Reading passage
Last Updated: Friday - 09/24/2010
June 14, 2010
Aboriginal students rise above obstacles
Wahkotowin Society honours 23 students for their accomplishments
WESTERN CATHOLIC REPORTER
EDMONTON - The Wahkotowin (Kinship) Society has again honoured aboriginal students in Edmonton Catholic Schools who have overcome great obstacles to achieve their goals.
The society held its 22nd annual awards luncheon June 3 at the U of A Faculty Club to honour 23 students.
Common traits among the award recipients were the pride in their respective heritages, desire to be role models for other youth, determination to improve in their studies, and strong ambassadorship for their schools.
There's Grant Michetti, from Cardinal Leger Junior High School, who was described by his teachers as patient, polite, respectful, resourceful and helpful. Then there's Kayly Ann Faith Gray, from Fresh Start North, who has matured into a positive person with a drive and passion for success.
Students were showered with praise from teachers, advisors and principals during the luncheon.
Saying the opening prayer and blessing the meal was Elder Bob Cardinal. "They call this the City of Champions. I see a lot of champions here," he said.
Dr. Daniel McKennitt emceed the awards luncheon and told the guests that native people represent a significant portion of the Canadian population, but face unique problems.

Data records

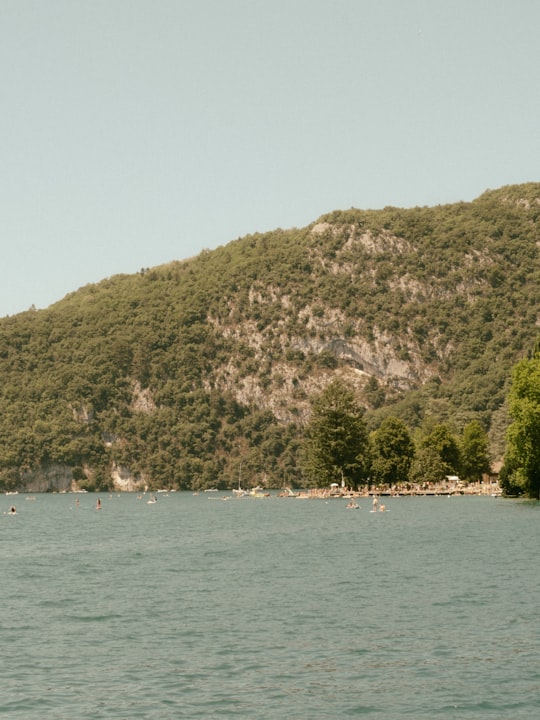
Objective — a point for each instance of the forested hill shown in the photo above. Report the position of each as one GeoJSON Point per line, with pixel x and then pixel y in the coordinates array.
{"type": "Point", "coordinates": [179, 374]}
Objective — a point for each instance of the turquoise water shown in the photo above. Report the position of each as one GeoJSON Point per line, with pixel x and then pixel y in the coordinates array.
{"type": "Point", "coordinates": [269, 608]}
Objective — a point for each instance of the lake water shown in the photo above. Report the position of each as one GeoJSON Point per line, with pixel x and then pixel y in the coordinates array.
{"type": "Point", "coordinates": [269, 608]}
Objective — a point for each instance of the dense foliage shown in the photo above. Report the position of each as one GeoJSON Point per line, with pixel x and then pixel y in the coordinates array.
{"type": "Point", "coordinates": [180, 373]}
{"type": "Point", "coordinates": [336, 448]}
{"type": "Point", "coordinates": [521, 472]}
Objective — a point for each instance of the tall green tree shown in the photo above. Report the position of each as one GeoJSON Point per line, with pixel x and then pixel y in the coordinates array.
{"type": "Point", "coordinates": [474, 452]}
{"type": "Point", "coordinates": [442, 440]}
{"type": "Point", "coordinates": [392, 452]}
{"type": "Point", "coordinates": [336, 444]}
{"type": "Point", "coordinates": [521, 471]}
---
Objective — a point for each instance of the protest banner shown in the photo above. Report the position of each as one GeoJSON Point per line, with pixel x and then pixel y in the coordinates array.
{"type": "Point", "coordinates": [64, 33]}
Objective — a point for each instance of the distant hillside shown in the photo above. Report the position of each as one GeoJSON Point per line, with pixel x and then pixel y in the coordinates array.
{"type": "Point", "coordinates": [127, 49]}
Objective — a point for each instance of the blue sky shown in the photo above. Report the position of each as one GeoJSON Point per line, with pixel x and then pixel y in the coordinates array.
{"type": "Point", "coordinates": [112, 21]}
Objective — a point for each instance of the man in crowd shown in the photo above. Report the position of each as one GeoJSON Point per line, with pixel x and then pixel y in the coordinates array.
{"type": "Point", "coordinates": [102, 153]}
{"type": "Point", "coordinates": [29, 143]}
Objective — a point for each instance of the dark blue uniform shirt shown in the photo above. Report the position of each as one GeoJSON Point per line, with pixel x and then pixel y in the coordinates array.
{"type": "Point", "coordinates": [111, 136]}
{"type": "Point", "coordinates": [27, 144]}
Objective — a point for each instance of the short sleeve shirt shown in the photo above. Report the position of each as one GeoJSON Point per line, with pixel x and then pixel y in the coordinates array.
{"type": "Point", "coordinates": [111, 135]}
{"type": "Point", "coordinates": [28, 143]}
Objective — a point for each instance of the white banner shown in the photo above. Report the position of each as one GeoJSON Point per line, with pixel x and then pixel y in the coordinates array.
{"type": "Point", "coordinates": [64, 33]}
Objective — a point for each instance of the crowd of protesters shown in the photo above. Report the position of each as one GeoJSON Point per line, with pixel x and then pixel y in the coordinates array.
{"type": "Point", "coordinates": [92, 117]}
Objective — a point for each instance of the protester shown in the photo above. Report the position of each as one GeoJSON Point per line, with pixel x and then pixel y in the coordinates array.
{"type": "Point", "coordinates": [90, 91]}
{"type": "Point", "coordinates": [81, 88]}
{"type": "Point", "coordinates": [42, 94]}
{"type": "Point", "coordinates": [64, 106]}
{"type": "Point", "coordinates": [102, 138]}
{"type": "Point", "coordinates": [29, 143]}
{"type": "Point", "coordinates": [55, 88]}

Tasks to complete
1 - Reproduce the passage of the article on the Wahkotowin Society awards from "Common traits among" up to and including "during the luncheon.".
2 - Carry on the article about the Wahkotowin Society awards luncheon past its final sentence.

Responses by task
1 -
Common traits among the award recipients were the pride in their respective heritages, desire to be role models for other youth, determination to improve in their studies, and strong ambassadorship for their schools.
There's Grant Michetti, from Cardinal Leger Junior High School, who was described by his teachers as patient, polite, respectful, resourceful and helpful. Then there's Kayly Ann Faith Gray, from Fresh Start North, who has matured into a positive person with a drive and passion for success.
Students were showered with praise from teachers, advisors and principals during the luncheon.

2 -
"The demographics within the aboriginal population are quite different from any other group in Canada. For one thing, the aboriginal population is young," said McKennitt. "Thirty-eight per cent of the aboriginal population is under the age of 15, compared with just 21 per cent of the non-aboriginal population."
HIGH SCHOOL COMPLETION
He cited a news story that stated less than 40 per cent of aboriginal students graduate high school. Alberta has even worse results, with about 25 per cent of aboriginals finishing Grade 12.
"Be proud in receiving these awards. Aboriginal youth must become empowered and take control of your lives and your health," said McKennitt.
As a medical doctor, he knows firsthand that the health of Canada's young aboriginal people is in jeopardy. He founded the Aboriginal Health Group at the University of Alberta, bringing attention to the city's aboriginal community and the health issues affecting them. He also developed Butt Out, a tobacco awareness program for youth.
"Rates of diabetes, suicide, sexually transmitted diseases, injury and pregnancy - the list goes on - are all higher in our aboriginal youth populations.
"Our aboriginal youth are living in poverty, and put into culturally inappropriate and insensitive settings. They are losing more of their identity every day," he said.
McKennitt took great pleasure in seeing the aboriginal youth in the audience who have succeeded in many endeavours, including academics, sports, art, and music.
"I encourage all of you to seek out a mentor and support person, a teacher, a friend, an elder, someone you can talk to when you're not so sure of things," he told the students.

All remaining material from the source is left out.